● **Given request 1**: According to the SAM description, how many masks was the model pre-trained on?
● **Given request 2**: Revise the part of the SAM description from "Foundation model for" through "flexible segmentation tasks.", putting "rectangular boxes" in place of "bounding boxes".

● **Reading passage**:
=-=-=-=-=
SAM (Segment Anything Model)
Foundation model for promptable instance segmentation with points, boxes, or masks
SAM (Segment Anything Model) is a foundation model that can segment any object in an image through various prompts: point clicks, bounding boxes, or rough masks. Unlike traditional models requiring full retraining for new classes, SAM's zero-shot capabilities enable interactive segmentation for any object without additional training, making it revolutionary for annotation tools and flexible segmentation tasks.
When to Use SAM
SAM is ideal for:
- Interactive segmentation with user prompts
- Zero-shot segmentation without training data for specific classes
- Annotation tools for creating training data
- Flexible segmentation where object classes aren't predefined
- Research and prototyping requiring quick segmentation
Note: SAM is inference-only in this system - no training supported, only fine-tuned checkpoint inference.
Strengths
- Promptable: Segment anything by pointing or boxing
- Zero-shot: Works on novel objects without training
- Interactive: Real-time feedback for user-guided segmentation
- Versatile: Multiple prompt types (points, boxes, masks)
- Foundation model: Pre-trained on 1 billion+ masks
- Multi-mask output: Generates multiple plausible segmentations
Weaknesses
- Inference only: Cannot be trained in this system
- Semantic labels not provided (just masks)
=-=-=-=-=
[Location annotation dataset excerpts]
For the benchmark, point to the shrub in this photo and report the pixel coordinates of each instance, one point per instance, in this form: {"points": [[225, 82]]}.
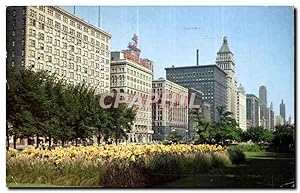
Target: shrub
{"points": [[245, 147]]}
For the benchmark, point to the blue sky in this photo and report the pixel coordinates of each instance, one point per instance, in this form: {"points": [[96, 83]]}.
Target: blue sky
{"points": [[261, 38]]}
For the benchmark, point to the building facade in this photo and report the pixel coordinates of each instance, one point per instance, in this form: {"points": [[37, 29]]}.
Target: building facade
{"points": [[282, 111], [209, 79], [226, 62], [264, 114], [241, 108], [278, 120], [197, 104], [170, 112], [51, 39], [252, 106], [132, 75]]}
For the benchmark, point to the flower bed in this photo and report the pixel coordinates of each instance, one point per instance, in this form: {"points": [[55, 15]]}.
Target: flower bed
{"points": [[110, 165]]}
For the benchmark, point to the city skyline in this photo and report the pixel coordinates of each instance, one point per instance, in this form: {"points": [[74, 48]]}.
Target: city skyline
{"points": [[178, 31]]}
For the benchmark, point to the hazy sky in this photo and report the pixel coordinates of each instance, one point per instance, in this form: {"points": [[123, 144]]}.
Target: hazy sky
{"points": [[261, 38]]}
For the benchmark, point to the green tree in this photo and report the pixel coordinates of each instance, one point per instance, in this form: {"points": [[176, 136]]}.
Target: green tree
{"points": [[174, 136]]}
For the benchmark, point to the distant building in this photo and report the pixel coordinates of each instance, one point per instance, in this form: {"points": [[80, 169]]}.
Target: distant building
{"points": [[209, 79], [264, 114], [226, 62], [282, 110], [204, 109], [252, 106], [133, 75], [279, 120], [51, 39], [241, 117], [166, 115], [272, 117]]}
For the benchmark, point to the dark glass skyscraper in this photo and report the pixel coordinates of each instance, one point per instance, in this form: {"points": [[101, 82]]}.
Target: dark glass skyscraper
{"points": [[282, 111], [209, 79]]}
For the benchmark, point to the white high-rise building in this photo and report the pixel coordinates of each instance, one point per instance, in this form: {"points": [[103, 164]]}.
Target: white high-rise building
{"points": [[226, 62], [241, 108], [51, 39], [133, 75]]}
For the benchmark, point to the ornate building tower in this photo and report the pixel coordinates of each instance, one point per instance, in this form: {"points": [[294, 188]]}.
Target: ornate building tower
{"points": [[226, 62]]}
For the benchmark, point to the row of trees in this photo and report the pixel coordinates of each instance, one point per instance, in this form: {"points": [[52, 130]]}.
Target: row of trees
{"points": [[41, 105], [227, 129]]}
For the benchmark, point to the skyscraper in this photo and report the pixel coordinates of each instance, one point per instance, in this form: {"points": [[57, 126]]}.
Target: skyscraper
{"points": [[272, 117], [226, 62], [51, 39], [132, 74], [241, 107], [252, 110], [282, 111], [208, 79], [263, 106], [166, 115]]}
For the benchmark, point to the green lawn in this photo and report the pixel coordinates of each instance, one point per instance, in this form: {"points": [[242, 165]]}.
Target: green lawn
{"points": [[261, 170]]}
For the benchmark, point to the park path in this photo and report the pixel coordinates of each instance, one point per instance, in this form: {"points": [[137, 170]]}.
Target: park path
{"points": [[260, 170]]}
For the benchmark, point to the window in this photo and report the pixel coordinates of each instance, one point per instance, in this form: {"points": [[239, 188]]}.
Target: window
{"points": [[58, 15], [65, 19], [41, 36], [49, 39], [32, 13], [32, 22], [50, 21], [49, 49], [32, 32], [41, 17], [49, 58], [50, 11], [32, 53], [57, 25]]}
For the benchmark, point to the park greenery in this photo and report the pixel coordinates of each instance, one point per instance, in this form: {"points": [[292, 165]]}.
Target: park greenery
{"points": [[40, 105]]}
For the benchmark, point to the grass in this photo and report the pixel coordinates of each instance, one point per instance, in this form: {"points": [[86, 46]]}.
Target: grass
{"points": [[260, 170]]}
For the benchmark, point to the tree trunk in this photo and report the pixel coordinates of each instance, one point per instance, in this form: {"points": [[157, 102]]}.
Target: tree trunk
{"points": [[7, 139], [37, 140], [15, 142], [98, 139], [50, 142]]}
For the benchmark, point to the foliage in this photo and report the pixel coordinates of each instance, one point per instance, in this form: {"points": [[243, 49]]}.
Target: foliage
{"points": [[247, 147], [284, 136], [110, 165], [44, 106], [174, 136], [257, 134]]}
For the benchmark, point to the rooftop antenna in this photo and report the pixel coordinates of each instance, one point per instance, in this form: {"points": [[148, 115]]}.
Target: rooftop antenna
{"points": [[137, 20], [197, 57], [99, 16]]}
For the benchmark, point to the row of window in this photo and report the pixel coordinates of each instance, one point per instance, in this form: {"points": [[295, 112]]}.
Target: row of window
{"points": [[65, 19]]}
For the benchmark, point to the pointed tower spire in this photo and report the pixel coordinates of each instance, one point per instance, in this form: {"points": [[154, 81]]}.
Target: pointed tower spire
{"points": [[224, 48]]}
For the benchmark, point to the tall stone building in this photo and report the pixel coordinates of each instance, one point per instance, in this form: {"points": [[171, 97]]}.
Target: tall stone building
{"points": [[208, 79], [132, 74], [197, 104], [252, 111], [282, 111], [264, 114], [170, 112], [278, 120], [272, 117], [226, 62], [52, 39], [241, 108]]}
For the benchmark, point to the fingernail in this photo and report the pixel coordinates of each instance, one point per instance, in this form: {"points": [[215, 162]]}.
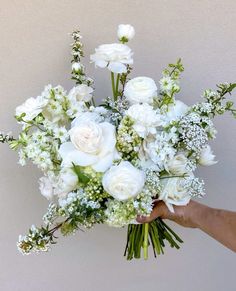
=-=-=-=-=
● **Right answer 1**: More than 1 billion masks.

● **Right answer 2**:
Foundation model for promptable instance segmentation with points, boxes, or masks
SAM (Segment Anything Model) is a foundation model that can segment any object in an image through various prompts: point clicks, rectangular boxes, or rough masks. Unlike traditional models requiring full retraining for new classes, SAM's zero-shot capabilities enable interactive segmentation for any object without additional training, making it revolutionary for annotation tools and flexible segmentation tasks.